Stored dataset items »
▼▼▼

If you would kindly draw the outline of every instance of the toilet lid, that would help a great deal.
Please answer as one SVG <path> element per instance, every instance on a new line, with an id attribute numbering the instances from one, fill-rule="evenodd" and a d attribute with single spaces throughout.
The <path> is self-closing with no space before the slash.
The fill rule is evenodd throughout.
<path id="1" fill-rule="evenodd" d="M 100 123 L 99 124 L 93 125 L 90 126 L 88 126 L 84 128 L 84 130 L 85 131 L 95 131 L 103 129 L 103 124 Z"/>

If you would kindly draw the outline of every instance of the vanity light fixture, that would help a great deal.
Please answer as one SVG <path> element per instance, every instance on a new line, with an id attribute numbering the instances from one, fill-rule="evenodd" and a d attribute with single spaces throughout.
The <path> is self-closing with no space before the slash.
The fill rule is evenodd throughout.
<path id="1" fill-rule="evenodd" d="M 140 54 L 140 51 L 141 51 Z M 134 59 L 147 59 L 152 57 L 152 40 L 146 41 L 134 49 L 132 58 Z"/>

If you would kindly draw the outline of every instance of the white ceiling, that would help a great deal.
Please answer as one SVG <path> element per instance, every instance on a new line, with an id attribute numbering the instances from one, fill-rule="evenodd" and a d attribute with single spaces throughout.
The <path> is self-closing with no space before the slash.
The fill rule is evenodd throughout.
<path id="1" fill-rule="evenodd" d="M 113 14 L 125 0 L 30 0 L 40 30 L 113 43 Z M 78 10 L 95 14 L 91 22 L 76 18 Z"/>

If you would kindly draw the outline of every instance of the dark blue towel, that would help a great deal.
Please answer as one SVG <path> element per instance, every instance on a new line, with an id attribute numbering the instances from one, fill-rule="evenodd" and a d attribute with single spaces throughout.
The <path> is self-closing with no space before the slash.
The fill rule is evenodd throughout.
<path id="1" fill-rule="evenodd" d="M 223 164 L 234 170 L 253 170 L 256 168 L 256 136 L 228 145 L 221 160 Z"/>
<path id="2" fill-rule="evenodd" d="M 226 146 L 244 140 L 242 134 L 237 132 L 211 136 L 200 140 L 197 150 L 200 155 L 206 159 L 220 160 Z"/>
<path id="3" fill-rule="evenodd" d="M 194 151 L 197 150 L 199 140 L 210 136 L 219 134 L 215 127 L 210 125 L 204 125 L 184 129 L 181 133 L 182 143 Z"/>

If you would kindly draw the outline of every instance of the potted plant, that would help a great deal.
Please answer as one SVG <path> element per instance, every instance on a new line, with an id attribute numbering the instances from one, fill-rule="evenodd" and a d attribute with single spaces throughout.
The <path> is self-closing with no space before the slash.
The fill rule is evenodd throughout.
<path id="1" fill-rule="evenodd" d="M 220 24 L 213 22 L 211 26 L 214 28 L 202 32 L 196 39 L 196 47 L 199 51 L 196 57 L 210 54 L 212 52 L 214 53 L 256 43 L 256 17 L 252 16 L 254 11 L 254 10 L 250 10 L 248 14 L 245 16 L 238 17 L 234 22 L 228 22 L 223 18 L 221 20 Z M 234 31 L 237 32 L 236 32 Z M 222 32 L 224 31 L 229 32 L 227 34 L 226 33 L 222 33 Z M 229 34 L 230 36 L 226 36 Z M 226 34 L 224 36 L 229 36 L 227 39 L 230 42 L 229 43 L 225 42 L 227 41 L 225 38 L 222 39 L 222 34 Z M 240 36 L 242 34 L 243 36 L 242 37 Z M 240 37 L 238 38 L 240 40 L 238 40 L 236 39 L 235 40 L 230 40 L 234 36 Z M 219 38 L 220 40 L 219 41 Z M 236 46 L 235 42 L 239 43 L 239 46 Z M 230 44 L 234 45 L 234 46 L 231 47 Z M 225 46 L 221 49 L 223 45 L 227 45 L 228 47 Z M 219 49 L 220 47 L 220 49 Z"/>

▲▲▲

JOB »
Reproduce the listing above verbatim, keeping every line in its original order.

SOLUTION TO THE EXERCISE »
If you would kindly draw the outline of every instance of the toilet lid, that would help a great deal.
Please answer as one SVG <path> element per instance, every instance on a new line, with an id attribute numbering the instances from one, fill-rule="evenodd" and a d attribute with single spaces throughout.
The <path> is self-closing with no space before the slash.
The fill rule is evenodd throughout.
<path id="1" fill-rule="evenodd" d="M 100 123 L 99 124 L 93 125 L 90 126 L 88 126 L 84 128 L 84 130 L 85 131 L 95 131 L 103 129 L 103 124 Z"/>

If you would kindly draw the outline of every instance of the vanity light fixture, that would help a great deal.
Please answer as one SVG <path> element per instance, every instance on a new line, with an id attribute numbering the instances from one, fill-rule="evenodd" and a d attribute with single spaces throughout.
The <path> is self-closing with no space before the slash.
The fill rule is evenodd throughout.
<path id="1" fill-rule="evenodd" d="M 140 54 L 140 51 L 141 51 Z M 134 59 L 147 59 L 152 57 L 152 40 L 146 41 L 134 49 L 132 58 Z"/>

If you would kindly draw the outline of every instance of the white ceiling, that would help a great deal.
Please answer as one SVG <path> element per instance, every instance on a new line, with an id attribute numbering the instances from one, fill-rule="evenodd" and a d attribute with single spaces throughout.
The <path> is self-closing with no space before the slash.
The fill rule is evenodd throughout.
<path id="1" fill-rule="evenodd" d="M 113 14 L 125 0 L 30 0 L 40 30 L 113 43 Z M 78 10 L 95 14 L 91 22 L 76 18 Z"/>

If you would kindly draw the outline of every instance of the dark blue towel, that would help a great deal.
Please answer as one SVG <path> element per instance, every instance on a new line, with an id attribute numbering the instances from one, fill-rule="evenodd" and a d attribute with single spaces throughout.
The <path> is self-closing with no space before the slash.
The fill rule is evenodd throughout.
<path id="1" fill-rule="evenodd" d="M 223 164 L 234 170 L 253 170 L 256 168 L 256 136 L 228 145 L 221 160 Z"/>
<path id="2" fill-rule="evenodd" d="M 226 146 L 244 140 L 242 134 L 237 132 L 211 136 L 200 140 L 197 150 L 200 155 L 206 159 L 220 160 Z"/>
<path id="3" fill-rule="evenodd" d="M 194 151 L 197 150 L 199 140 L 210 136 L 219 134 L 215 127 L 210 125 L 204 125 L 184 129 L 181 133 L 182 143 Z"/>

If you would kindly draw the outline of every instance of the potted plant, that would help a great deal.
Please answer as one SVG <path> element per instance, every instance on a new line, with an id attribute numbering the instances from one, fill-rule="evenodd" and a d attribute with single spaces throughout.
The <path> is self-closing with no space before the slash.
The fill rule is evenodd throughout.
<path id="1" fill-rule="evenodd" d="M 220 24 L 213 22 L 211 26 L 214 28 L 202 32 L 196 39 L 196 47 L 199 51 L 196 57 L 210 54 L 212 52 L 214 53 L 256 43 L 256 17 L 252 16 L 254 11 L 254 10 L 250 10 L 248 14 L 245 16 L 238 17 L 234 22 L 228 22 L 223 18 L 221 20 Z M 234 31 L 237 32 L 236 32 Z M 222 32 L 224 31 L 229 32 L 227 34 L 226 33 L 222 33 Z M 229 34 L 230 36 L 226 36 Z M 226 34 L 224 36 L 229 36 L 227 39 L 230 42 L 229 43 L 225 42 L 227 41 L 225 38 L 222 39 L 222 34 Z M 240 36 L 242 34 L 243 36 L 242 37 Z M 240 37 L 238 38 L 240 40 L 238 40 L 236 39 L 235 40 L 230 40 L 234 36 Z M 219 38 L 220 40 L 219 41 Z M 236 46 L 235 42 L 239 43 L 239 46 Z M 230 44 L 234 45 L 234 46 L 231 47 Z M 225 46 L 221 49 L 223 45 L 227 45 L 228 47 Z M 219 49 L 220 47 L 220 49 Z"/>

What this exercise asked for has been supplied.